(THE DATA Opens)

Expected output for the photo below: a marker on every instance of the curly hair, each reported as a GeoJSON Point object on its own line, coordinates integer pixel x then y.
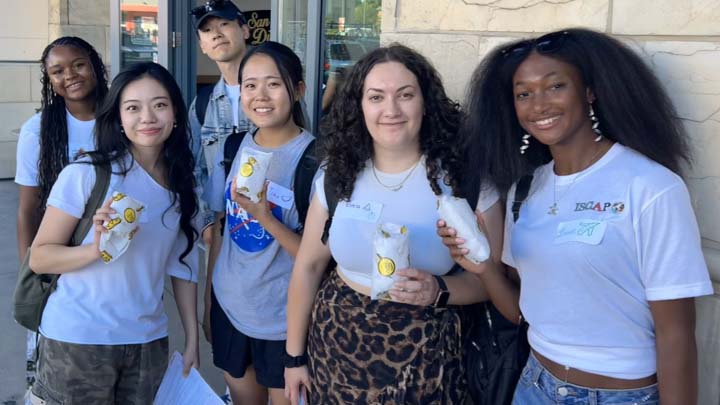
{"type": "Point", "coordinates": [632, 107]}
{"type": "Point", "coordinates": [347, 144]}
{"type": "Point", "coordinates": [53, 154]}
{"type": "Point", "coordinates": [114, 146]}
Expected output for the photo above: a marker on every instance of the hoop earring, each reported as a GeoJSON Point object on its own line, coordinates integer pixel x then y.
{"type": "Point", "coordinates": [526, 143]}
{"type": "Point", "coordinates": [595, 125]}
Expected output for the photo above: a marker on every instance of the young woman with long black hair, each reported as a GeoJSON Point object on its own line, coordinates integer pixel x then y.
{"type": "Point", "coordinates": [606, 245]}
{"type": "Point", "coordinates": [104, 329]}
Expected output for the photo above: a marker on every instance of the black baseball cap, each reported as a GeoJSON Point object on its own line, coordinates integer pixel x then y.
{"type": "Point", "coordinates": [216, 8]}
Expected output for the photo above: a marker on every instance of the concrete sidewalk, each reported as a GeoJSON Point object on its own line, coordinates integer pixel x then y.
{"type": "Point", "coordinates": [12, 341]}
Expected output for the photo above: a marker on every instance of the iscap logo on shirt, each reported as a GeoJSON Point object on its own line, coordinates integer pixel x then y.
{"type": "Point", "coordinates": [614, 207]}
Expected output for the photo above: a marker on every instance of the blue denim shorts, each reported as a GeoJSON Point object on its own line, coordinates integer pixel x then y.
{"type": "Point", "coordinates": [538, 387]}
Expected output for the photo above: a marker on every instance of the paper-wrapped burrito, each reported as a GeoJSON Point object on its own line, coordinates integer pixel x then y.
{"type": "Point", "coordinates": [456, 213]}
{"type": "Point", "coordinates": [251, 173]}
{"type": "Point", "coordinates": [391, 252]}
{"type": "Point", "coordinates": [122, 226]}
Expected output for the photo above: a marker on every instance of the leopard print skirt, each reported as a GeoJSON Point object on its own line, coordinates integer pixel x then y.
{"type": "Point", "coordinates": [380, 352]}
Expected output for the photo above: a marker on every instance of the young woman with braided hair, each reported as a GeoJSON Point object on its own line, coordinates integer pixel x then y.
{"type": "Point", "coordinates": [74, 82]}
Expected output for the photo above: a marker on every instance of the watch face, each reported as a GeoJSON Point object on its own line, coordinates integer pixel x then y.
{"type": "Point", "coordinates": [443, 297]}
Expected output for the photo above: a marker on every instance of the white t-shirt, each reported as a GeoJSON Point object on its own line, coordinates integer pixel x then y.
{"type": "Point", "coordinates": [80, 138]}
{"type": "Point", "coordinates": [624, 234]}
{"type": "Point", "coordinates": [415, 206]}
{"type": "Point", "coordinates": [252, 270]}
{"type": "Point", "coordinates": [233, 93]}
{"type": "Point", "coordinates": [120, 302]}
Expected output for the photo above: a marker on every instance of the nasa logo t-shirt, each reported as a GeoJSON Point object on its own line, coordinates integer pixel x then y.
{"type": "Point", "coordinates": [252, 271]}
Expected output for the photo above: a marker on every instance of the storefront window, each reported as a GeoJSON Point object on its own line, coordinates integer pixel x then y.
{"type": "Point", "coordinates": [293, 26]}
{"type": "Point", "coordinates": [138, 31]}
{"type": "Point", "coordinates": [352, 29]}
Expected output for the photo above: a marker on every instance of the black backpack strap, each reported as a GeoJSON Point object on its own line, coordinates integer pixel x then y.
{"type": "Point", "coordinates": [97, 197]}
{"type": "Point", "coordinates": [201, 101]}
{"type": "Point", "coordinates": [302, 184]}
{"type": "Point", "coordinates": [230, 148]}
{"type": "Point", "coordinates": [521, 191]}
{"type": "Point", "coordinates": [332, 201]}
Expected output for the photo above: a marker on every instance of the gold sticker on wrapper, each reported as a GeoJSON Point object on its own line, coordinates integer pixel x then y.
{"type": "Point", "coordinates": [246, 170]}
{"type": "Point", "coordinates": [386, 266]}
{"type": "Point", "coordinates": [105, 256]}
{"type": "Point", "coordinates": [113, 223]}
{"type": "Point", "coordinates": [130, 215]}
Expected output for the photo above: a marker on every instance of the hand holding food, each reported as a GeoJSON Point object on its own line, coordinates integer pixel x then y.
{"type": "Point", "coordinates": [457, 214]}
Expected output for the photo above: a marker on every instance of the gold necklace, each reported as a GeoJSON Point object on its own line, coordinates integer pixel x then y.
{"type": "Point", "coordinates": [395, 187]}
{"type": "Point", "coordinates": [553, 209]}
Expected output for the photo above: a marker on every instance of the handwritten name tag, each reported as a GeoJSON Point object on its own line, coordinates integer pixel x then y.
{"type": "Point", "coordinates": [589, 231]}
{"type": "Point", "coordinates": [358, 210]}
{"type": "Point", "coordinates": [280, 195]}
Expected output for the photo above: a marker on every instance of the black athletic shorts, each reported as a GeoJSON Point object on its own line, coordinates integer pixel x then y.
{"type": "Point", "coordinates": [233, 351]}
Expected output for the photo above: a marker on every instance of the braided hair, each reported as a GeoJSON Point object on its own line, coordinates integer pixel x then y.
{"type": "Point", "coordinates": [53, 154]}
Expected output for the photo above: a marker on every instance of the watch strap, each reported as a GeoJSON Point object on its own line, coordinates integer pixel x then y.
{"type": "Point", "coordinates": [294, 361]}
{"type": "Point", "coordinates": [443, 293]}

(THE DATA Closes)

**WHAT YOU ARE ASKED TO DO:**
Pictures are to be dropped, and the remaining data set down exactly.

**TASK OUTPUT:**
Expected output for the photo below: a marker on every instance of the curly hair, each reported as a GeoJSON Point object on its own line, coordinates integer pixel x then y.
{"type": "Point", "coordinates": [632, 107]}
{"type": "Point", "coordinates": [347, 144]}
{"type": "Point", "coordinates": [53, 154]}
{"type": "Point", "coordinates": [114, 146]}
Expected output for the photo above: a marker on every instance of the hoop earring, each reported as a GeoJSON Point object on its own line, coordinates integer pixel x then y.
{"type": "Point", "coordinates": [526, 143]}
{"type": "Point", "coordinates": [595, 125]}
Expected output for the photo above: a marker on every instance of the young woman with long black hair, each reported as a GeoJSON Point object on its own line, coordinates integer pixel x then y.
{"type": "Point", "coordinates": [606, 245]}
{"type": "Point", "coordinates": [104, 329]}
Expected output for the photo above: a marker on every instance of the black baseball cap, each reported as a GeoJSON Point object on its own line, coordinates integer pixel x then y.
{"type": "Point", "coordinates": [216, 8]}
Expected output for the photo above: a marker on every instance of the concrete sidewalk, each reported as a GeoJSON Point object on its own line, coordinates integer pixel x then y.
{"type": "Point", "coordinates": [12, 341]}
Expected output for the photo above: a marker on every instance of the iscap logo on shirt, each reported as a GeoJSON Point object on its own line, coordinates integer pixel x then y.
{"type": "Point", "coordinates": [614, 207]}
Expected output for the photo above: a marker on every instance of the blue denim shorts, each reported as a GeoJSON Point object on its own line, coordinates integer pixel x then y.
{"type": "Point", "coordinates": [538, 387]}
Expected output for the photo above: a marker on every instance of the paper-wrapped burrito, each reported as a GeoJSON Point object on its own line, coordinates integer pixel x then y.
{"type": "Point", "coordinates": [456, 213]}
{"type": "Point", "coordinates": [251, 173]}
{"type": "Point", "coordinates": [391, 252]}
{"type": "Point", "coordinates": [122, 226]}
Expected output for the photo above: a marker on every instance of the leopard print skirt, each reported as a GeoJSON Point object on its own line, coordinates integer pixel x then y.
{"type": "Point", "coordinates": [380, 352]}
Expected output for the photo above: a marker on every instance of the young woman with braided hair, each reported as a GeoJSON Point object on its own line, coordinates integer pixel x then y.
{"type": "Point", "coordinates": [74, 82]}
Expected output for the photo above: a marker on every instance of the watch face, each reported as a GeoJSON Point object on its own line, coordinates integer pixel x then y.
{"type": "Point", "coordinates": [443, 297]}
Expected output for the photo above: a marker on every instance of the white t-shirt, each reported as a GeoJSON Point object on its own line, coordinates integer pixel x then y.
{"type": "Point", "coordinates": [80, 138]}
{"type": "Point", "coordinates": [624, 234]}
{"type": "Point", "coordinates": [415, 206]}
{"type": "Point", "coordinates": [252, 270]}
{"type": "Point", "coordinates": [233, 93]}
{"type": "Point", "coordinates": [120, 302]}
Expected output for the photo above: a marker on every instance of the nasa logo t-shirt, each reported as a GeoJSON Point object on its own line, coordinates integer pixel x then y.
{"type": "Point", "coordinates": [252, 271]}
Expected output for the photo above: a marker on every instance of the storefront window, each reported as a GeoJSON Point object on its own line, coordinates integer pixel x then y.
{"type": "Point", "coordinates": [293, 26]}
{"type": "Point", "coordinates": [138, 31]}
{"type": "Point", "coordinates": [352, 29]}
Expected output for the photo above: a marker on every instance of the black backpack strap, each reported as a GeoJSON Point object on its own line, coordinates integer pixel x then y.
{"type": "Point", "coordinates": [97, 197]}
{"type": "Point", "coordinates": [201, 101]}
{"type": "Point", "coordinates": [302, 184]}
{"type": "Point", "coordinates": [230, 148]}
{"type": "Point", "coordinates": [521, 191]}
{"type": "Point", "coordinates": [332, 201]}
Expected output for the photo above: a marker on every instance of the gold sticker on wrapper, each reported as a GeoJSON Point object on its own line, coordinates integer pixel x then y.
{"type": "Point", "coordinates": [246, 170]}
{"type": "Point", "coordinates": [386, 266]}
{"type": "Point", "coordinates": [105, 256]}
{"type": "Point", "coordinates": [113, 223]}
{"type": "Point", "coordinates": [130, 215]}
Expected output for the photo above: a marker on every instance of the hand holding food, each reported as a GeoJSON Point object on its own line, coordinates integer pixel x then y.
{"type": "Point", "coordinates": [457, 214]}
Expected output for the photo above: a marker on every instance of the gold necklace, each reported as a GeoJSON Point object on its own line, coordinates integer pixel x then y.
{"type": "Point", "coordinates": [395, 187]}
{"type": "Point", "coordinates": [553, 209]}
Expected output for the photo above: a marker on every instance of the handwritten name tag, each reported as a GeoJSON Point object on its own line, coordinates integer pixel x then y.
{"type": "Point", "coordinates": [589, 231]}
{"type": "Point", "coordinates": [358, 210]}
{"type": "Point", "coordinates": [280, 195]}
Expected output for the photo above: a marker on every instance of the black athletic shorts, each reported as a GeoJSON Point object on its own line, coordinates integer pixel x then y.
{"type": "Point", "coordinates": [233, 351]}
Expected output for the photo above: a marker on every instance of the braided hair, each reported as a GeoJSON Point object on its own line, coordinates integer pixel x then y.
{"type": "Point", "coordinates": [53, 154]}
Expected output for the photo above: a marker on every instance of the watch strap, each reported as a GeoJSON Point object on its own line, coordinates integer pixel x then y.
{"type": "Point", "coordinates": [294, 361]}
{"type": "Point", "coordinates": [443, 293]}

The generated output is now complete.